── Data

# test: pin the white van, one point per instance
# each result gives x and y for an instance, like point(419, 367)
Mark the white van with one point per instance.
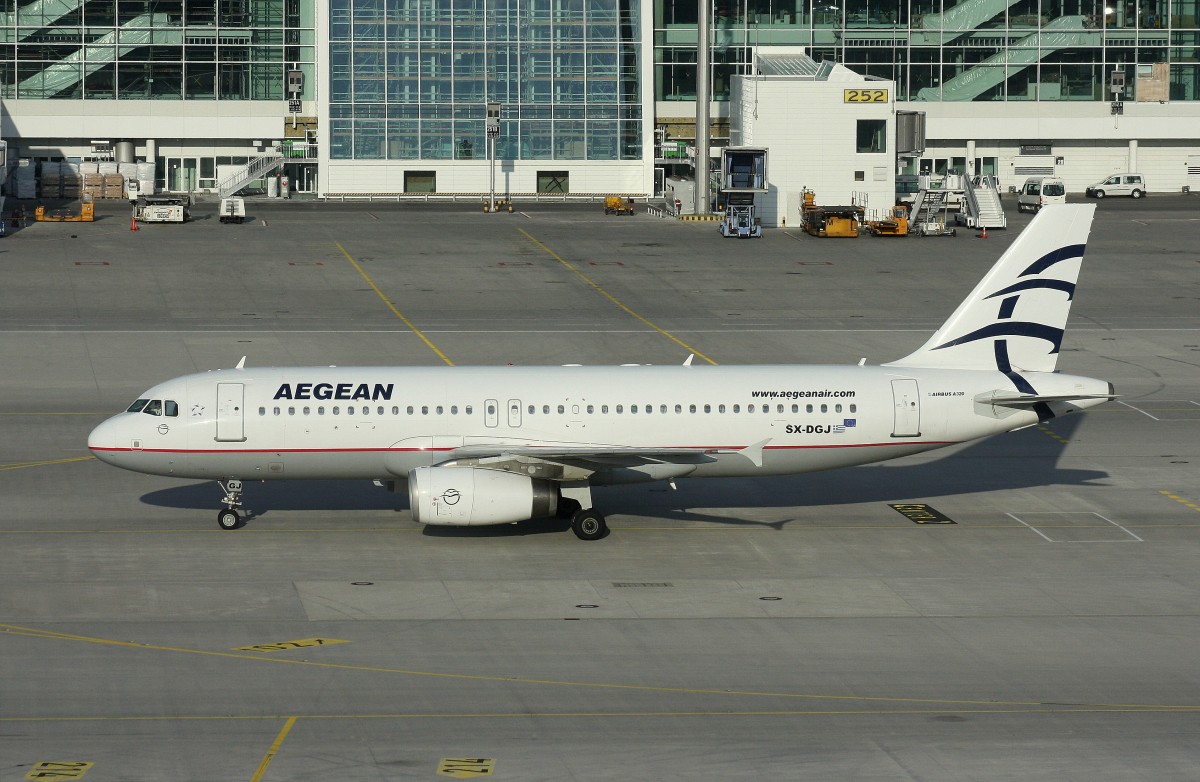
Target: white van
point(1132, 185)
point(1041, 192)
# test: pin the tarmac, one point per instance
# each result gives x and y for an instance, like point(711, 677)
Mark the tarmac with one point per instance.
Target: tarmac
point(773, 629)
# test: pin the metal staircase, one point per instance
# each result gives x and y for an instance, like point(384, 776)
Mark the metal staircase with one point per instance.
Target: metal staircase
point(959, 19)
point(36, 16)
point(255, 169)
point(929, 214)
point(981, 205)
point(66, 72)
point(1057, 34)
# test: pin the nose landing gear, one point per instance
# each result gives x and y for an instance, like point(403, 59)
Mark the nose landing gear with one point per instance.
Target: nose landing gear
point(228, 517)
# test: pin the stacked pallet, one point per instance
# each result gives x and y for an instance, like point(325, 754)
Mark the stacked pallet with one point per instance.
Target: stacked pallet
point(71, 180)
point(51, 185)
point(93, 181)
point(113, 181)
point(145, 176)
point(24, 179)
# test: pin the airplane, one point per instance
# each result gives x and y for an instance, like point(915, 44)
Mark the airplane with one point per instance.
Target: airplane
point(499, 445)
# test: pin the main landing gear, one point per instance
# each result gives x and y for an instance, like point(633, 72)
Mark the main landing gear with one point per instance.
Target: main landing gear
point(228, 517)
point(588, 524)
point(575, 503)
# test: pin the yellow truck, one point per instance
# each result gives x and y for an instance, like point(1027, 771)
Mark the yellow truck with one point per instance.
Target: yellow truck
point(618, 205)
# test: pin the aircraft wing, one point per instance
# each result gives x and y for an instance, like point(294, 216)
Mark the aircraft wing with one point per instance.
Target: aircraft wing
point(600, 458)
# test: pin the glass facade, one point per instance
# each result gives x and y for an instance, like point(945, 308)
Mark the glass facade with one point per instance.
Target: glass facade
point(409, 79)
point(947, 50)
point(153, 49)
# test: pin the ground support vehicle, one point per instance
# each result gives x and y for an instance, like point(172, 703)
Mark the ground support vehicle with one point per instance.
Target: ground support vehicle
point(741, 222)
point(829, 221)
point(618, 205)
point(894, 224)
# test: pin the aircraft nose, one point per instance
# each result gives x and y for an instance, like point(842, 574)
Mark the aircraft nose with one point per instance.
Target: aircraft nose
point(105, 441)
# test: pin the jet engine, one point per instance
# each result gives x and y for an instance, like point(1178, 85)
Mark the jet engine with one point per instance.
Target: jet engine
point(472, 495)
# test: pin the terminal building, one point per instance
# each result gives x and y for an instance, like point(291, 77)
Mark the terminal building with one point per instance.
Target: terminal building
point(387, 97)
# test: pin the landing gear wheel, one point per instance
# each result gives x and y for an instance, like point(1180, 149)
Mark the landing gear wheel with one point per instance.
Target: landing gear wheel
point(588, 525)
point(228, 518)
point(568, 507)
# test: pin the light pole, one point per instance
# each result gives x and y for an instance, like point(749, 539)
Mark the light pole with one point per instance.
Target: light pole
point(493, 132)
point(702, 90)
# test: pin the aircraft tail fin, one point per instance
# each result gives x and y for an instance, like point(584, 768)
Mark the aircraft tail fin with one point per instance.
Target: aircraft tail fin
point(1015, 317)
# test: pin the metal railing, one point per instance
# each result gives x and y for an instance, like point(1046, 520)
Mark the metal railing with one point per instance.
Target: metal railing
point(255, 169)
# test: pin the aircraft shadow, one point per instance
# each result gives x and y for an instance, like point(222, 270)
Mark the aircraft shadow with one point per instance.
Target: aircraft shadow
point(1021, 459)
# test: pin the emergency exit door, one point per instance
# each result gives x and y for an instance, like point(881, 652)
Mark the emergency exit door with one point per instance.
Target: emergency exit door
point(231, 413)
point(907, 408)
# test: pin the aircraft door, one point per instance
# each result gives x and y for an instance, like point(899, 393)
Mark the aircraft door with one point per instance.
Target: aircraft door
point(907, 408)
point(231, 408)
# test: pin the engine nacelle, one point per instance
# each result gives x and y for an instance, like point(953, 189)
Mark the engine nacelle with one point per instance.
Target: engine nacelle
point(466, 495)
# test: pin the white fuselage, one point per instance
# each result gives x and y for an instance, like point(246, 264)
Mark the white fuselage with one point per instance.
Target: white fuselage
point(381, 422)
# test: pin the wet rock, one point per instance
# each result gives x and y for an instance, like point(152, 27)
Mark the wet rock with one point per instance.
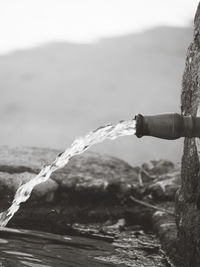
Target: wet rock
point(165, 186)
point(10, 182)
point(91, 188)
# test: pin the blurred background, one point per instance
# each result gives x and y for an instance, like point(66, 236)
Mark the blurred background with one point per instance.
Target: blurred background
point(70, 66)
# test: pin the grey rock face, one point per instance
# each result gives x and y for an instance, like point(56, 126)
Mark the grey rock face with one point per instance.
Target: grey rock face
point(187, 201)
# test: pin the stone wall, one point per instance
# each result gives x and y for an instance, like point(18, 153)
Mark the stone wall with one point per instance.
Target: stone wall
point(188, 197)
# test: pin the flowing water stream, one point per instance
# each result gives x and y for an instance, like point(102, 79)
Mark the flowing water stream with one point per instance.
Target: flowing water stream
point(80, 145)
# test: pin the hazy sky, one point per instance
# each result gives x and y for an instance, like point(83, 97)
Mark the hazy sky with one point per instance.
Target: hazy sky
point(26, 23)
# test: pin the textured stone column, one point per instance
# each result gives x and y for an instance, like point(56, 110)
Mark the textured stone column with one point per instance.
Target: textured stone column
point(188, 197)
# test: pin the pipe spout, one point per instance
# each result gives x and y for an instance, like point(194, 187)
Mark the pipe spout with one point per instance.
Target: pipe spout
point(167, 126)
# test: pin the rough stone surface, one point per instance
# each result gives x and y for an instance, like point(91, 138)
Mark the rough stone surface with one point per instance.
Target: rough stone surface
point(187, 201)
point(91, 188)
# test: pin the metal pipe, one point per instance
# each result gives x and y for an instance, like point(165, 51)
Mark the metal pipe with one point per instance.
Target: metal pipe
point(167, 126)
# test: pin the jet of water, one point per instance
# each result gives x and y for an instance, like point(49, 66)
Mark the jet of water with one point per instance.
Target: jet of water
point(80, 145)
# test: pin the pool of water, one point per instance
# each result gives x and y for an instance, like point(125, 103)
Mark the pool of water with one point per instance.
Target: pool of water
point(33, 248)
point(136, 248)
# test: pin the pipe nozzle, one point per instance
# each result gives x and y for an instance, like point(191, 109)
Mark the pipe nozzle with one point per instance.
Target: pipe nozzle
point(167, 126)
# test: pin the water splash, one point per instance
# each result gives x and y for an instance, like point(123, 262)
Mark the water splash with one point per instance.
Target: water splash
point(78, 147)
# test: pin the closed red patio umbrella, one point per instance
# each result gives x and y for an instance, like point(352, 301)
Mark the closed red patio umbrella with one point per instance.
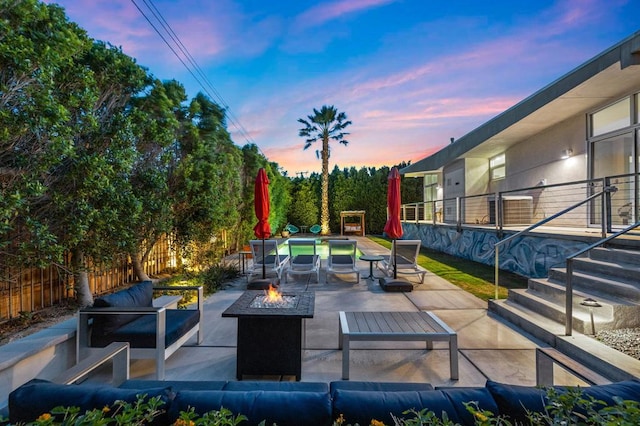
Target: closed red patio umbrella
point(262, 230)
point(393, 227)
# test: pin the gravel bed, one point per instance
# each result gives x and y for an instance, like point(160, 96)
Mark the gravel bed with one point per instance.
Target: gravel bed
point(625, 340)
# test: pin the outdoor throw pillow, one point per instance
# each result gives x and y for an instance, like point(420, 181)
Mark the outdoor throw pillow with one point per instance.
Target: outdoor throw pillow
point(139, 295)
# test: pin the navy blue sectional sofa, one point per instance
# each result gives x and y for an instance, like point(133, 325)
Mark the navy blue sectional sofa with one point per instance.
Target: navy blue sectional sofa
point(303, 403)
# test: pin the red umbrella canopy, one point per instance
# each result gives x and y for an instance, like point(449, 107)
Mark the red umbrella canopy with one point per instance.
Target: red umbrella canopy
point(261, 205)
point(393, 227)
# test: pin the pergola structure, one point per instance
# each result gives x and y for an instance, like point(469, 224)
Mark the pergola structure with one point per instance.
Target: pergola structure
point(352, 226)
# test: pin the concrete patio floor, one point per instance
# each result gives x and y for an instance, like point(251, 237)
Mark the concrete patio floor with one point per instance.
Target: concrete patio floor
point(489, 348)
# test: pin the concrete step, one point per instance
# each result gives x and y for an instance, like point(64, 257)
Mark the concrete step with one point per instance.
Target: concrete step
point(603, 317)
point(615, 255)
point(599, 284)
point(586, 350)
point(527, 320)
point(620, 271)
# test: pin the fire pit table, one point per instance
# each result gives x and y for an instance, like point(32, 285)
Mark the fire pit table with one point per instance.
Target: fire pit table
point(270, 333)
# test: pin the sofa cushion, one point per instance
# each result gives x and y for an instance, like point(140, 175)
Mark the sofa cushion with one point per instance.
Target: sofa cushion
point(377, 386)
point(280, 407)
point(363, 406)
point(141, 332)
point(481, 396)
point(513, 401)
point(37, 397)
point(516, 401)
point(139, 295)
point(249, 385)
point(175, 385)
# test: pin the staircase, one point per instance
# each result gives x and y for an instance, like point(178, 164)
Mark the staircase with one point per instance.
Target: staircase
point(609, 276)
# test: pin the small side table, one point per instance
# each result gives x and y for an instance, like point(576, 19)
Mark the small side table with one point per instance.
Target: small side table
point(371, 259)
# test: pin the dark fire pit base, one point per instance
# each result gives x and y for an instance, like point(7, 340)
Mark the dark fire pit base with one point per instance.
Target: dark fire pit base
point(269, 346)
point(270, 339)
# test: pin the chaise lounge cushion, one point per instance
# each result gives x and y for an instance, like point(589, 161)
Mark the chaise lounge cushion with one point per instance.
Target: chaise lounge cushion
point(37, 397)
point(141, 332)
point(363, 406)
point(139, 295)
point(284, 408)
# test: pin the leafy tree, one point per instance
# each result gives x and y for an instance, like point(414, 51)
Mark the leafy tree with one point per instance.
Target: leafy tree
point(156, 126)
point(208, 187)
point(304, 207)
point(324, 125)
point(38, 49)
point(91, 196)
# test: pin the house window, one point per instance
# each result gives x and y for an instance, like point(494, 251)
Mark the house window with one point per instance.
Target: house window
point(613, 117)
point(497, 167)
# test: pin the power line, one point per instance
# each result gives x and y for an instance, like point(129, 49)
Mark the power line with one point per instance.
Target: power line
point(195, 70)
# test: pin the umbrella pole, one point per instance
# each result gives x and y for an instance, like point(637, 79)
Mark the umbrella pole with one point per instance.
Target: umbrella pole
point(395, 261)
point(264, 268)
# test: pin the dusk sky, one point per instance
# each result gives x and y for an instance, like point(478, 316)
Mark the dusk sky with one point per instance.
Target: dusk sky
point(409, 74)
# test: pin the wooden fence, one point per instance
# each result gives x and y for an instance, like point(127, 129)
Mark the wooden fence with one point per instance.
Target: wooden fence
point(30, 290)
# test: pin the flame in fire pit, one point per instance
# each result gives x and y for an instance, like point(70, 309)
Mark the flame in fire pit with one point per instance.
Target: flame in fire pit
point(273, 298)
point(272, 295)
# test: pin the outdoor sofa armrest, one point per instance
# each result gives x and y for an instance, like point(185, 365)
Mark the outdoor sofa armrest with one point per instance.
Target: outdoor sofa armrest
point(84, 323)
point(116, 352)
point(197, 288)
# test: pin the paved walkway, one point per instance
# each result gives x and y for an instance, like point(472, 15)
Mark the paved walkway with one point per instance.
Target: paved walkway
point(488, 347)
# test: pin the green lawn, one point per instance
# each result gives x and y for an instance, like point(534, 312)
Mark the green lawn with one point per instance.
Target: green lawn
point(474, 277)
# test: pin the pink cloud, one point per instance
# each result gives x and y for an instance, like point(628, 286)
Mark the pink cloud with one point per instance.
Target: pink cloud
point(322, 13)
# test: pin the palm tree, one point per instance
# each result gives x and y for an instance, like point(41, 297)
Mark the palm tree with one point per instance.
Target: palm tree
point(323, 125)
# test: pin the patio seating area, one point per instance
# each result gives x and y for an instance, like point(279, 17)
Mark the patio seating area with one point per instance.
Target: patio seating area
point(488, 348)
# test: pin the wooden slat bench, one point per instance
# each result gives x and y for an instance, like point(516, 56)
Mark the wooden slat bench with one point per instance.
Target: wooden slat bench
point(395, 326)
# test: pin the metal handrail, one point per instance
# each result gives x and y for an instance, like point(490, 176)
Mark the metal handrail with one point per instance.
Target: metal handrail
point(569, 276)
point(542, 222)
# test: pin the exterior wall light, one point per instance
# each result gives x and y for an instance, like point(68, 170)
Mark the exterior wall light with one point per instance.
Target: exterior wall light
point(591, 303)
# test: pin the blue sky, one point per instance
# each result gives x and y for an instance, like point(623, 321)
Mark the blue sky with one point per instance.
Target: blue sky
point(409, 74)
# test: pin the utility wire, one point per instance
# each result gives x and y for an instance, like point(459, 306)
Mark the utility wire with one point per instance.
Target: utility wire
point(195, 70)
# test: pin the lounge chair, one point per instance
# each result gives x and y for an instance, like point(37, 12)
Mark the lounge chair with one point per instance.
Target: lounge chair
point(303, 258)
point(273, 262)
point(405, 253)
point(292, 229)
point(342, 258)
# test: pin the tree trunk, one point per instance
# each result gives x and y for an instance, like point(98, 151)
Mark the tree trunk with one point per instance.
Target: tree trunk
point(324, 212)
point(138, 269)
point(81, 279)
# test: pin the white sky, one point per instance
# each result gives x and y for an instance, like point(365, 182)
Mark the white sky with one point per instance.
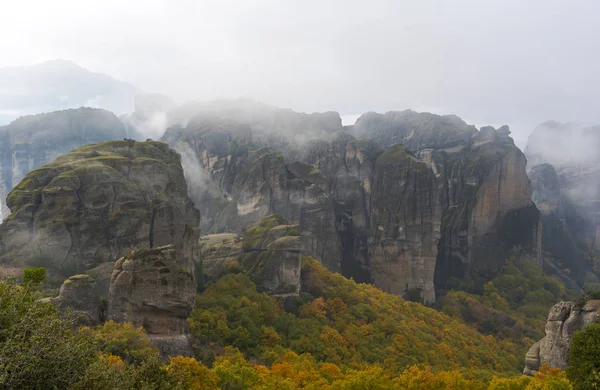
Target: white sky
point(490, 62)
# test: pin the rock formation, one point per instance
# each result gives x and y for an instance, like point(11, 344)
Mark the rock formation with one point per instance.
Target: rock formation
point(32, 141)
point(59, 85)
point(270, 253)
point(563, 320)
point(563, 166)
point(96, 203)
point(452, 203)
point(80, 294)
point(155, 288)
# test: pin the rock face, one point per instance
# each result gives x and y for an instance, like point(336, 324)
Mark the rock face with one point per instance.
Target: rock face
point(563, 320)
point(92, 205)
point(155, 288)
point(451, 203)
point(270, 253)
point(218, 252)
point(79, 292)
point(32, 141)
point(563, 165)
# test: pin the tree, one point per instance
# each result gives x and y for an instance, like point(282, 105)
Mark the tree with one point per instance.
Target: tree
point(38, 348)
point(34, 275)
point(584, 369)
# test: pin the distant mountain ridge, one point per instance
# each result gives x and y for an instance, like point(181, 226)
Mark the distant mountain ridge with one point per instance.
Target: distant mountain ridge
point(58, 85)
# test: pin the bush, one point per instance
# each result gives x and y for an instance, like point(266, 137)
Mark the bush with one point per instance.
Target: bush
point(38, 348)
point(584, 369)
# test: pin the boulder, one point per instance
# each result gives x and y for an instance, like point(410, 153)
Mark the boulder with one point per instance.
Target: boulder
point(564, 319)
point(34, 140)
point(155, 288)
point(92, 205)
point(79, 294)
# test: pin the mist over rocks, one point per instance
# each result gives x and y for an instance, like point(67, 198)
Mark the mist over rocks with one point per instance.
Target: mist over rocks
point(32, 141)
point(155, 288)
point(564, 319)
point(97, 202)
point(471, 203)
point(59, 85)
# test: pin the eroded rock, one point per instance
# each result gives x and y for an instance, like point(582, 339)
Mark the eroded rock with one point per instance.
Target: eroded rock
point(79, 294)
point(155, 288)
point(554, 349)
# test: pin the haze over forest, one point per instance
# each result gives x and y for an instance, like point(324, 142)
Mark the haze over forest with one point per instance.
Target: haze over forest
point(494, 62)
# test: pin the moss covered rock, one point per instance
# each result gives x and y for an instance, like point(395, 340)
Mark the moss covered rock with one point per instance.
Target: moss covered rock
point(97, 202)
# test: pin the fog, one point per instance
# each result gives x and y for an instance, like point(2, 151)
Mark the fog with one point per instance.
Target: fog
point(490, 62)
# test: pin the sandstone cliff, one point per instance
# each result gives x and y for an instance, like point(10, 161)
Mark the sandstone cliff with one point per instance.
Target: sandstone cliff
point(32, 141)
point(155, 288)
point(452, 203)
point(92, 205)
point(554, 349)
point(563, 166)
point(269, 252)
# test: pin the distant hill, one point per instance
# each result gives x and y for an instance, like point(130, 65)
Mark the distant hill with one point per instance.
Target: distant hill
point(58, 85)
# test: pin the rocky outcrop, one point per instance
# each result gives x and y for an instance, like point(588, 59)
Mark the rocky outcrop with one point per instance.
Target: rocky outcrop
point(79, 294)
point(32, 141)
point(272, 255)
point(563, 166)
point(218, 252)
point(269, 252)
point(405, 220)
point(416, 130)
point(92, 205)
point(554, 349)
point(155, 288)
point(451, 204)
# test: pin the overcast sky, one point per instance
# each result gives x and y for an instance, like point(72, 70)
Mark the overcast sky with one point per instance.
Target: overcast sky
point(490, 62)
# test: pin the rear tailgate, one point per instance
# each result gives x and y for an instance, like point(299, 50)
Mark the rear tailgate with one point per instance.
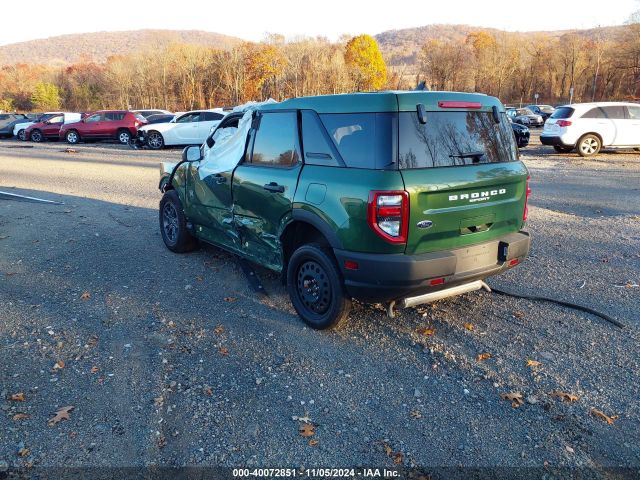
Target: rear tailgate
point(465, 182)
point(460, 206)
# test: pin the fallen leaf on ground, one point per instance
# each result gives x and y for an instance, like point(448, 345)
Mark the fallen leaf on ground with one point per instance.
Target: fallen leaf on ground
point(426, 331)
point(515, 398)
point(18, 397)
point(61, 414)
point(603, 416)
point(567, 397)
point(307, 430)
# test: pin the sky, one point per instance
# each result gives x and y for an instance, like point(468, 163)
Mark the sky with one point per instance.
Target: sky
point(252, 19)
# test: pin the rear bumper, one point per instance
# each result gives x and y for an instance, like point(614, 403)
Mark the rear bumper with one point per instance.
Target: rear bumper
point(554, 140)
point(383, 278)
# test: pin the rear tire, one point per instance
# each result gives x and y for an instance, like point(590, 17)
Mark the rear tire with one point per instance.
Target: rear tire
point(589, 145)
point(561, 149)
point(173, 224)
point(36, 136)
point(316, 287)
point(124, 136)
point(72, 137)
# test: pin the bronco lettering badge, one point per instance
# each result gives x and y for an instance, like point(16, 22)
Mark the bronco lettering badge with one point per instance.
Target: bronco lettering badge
point(477, 196)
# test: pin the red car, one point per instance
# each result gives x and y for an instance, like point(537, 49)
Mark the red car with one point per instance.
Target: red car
point(49, 128)
point(120, 125)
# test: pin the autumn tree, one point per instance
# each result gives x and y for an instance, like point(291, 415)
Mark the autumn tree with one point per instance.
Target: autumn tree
point(363, 56)
point(46, 96)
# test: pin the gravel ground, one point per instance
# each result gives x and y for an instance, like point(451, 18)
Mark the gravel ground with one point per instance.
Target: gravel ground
point(172, 360)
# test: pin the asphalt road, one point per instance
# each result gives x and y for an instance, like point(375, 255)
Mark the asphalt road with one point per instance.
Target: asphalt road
point(172, 360)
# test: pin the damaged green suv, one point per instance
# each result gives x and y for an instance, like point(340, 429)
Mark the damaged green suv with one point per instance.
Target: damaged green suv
point(399, 198)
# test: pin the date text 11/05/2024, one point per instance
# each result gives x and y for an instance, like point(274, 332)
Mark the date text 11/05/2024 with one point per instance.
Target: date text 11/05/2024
point(316, 472)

────

• Task instructions: Above are the records; from them, give again exactly the lines from the one containing "# test: pin the metal railing, one" through the one containing "# test: pin the white fuselage, one", both included.

• Answer below:
# test: pin the metal railing, one point per instance
# each result gives x and y for an instance, like point(1046, 520)
Mark the metal railing with one point per instance.
Target: metal railing
point(255, 169)
# test: pin the aircraft shadow, one point per instance
# each result gives x and y for an instance, like point(222, 270)
Mark the aircraft shadow with one point per instance.
Target: aircraft shadow
point(1021, 459)
# test: pin the emergency exit door, one point per instance
# each result gives x and y for an instance, like point(881, 652)
Mark the emergency exit door with one point per instance.
Target: emergency exit door
point(231, 413)
point(907, 408)
# test: pin the aircraft door, one point per instance
# each result gives x and y for an instance, like point(899, 393)
Mark the aircraft door with one point per instance.
Target: aircraft door
point(907, 408)
point(231, 408)
# test: pin the engine nacelle, one point per instance
# each result gives x and y for an instance, like point(953, 189)
Mark the engine nacelle with one point per instance.
Target: engine nacelle
point(466, 495)
# test: pin the white fuselage, one point per instance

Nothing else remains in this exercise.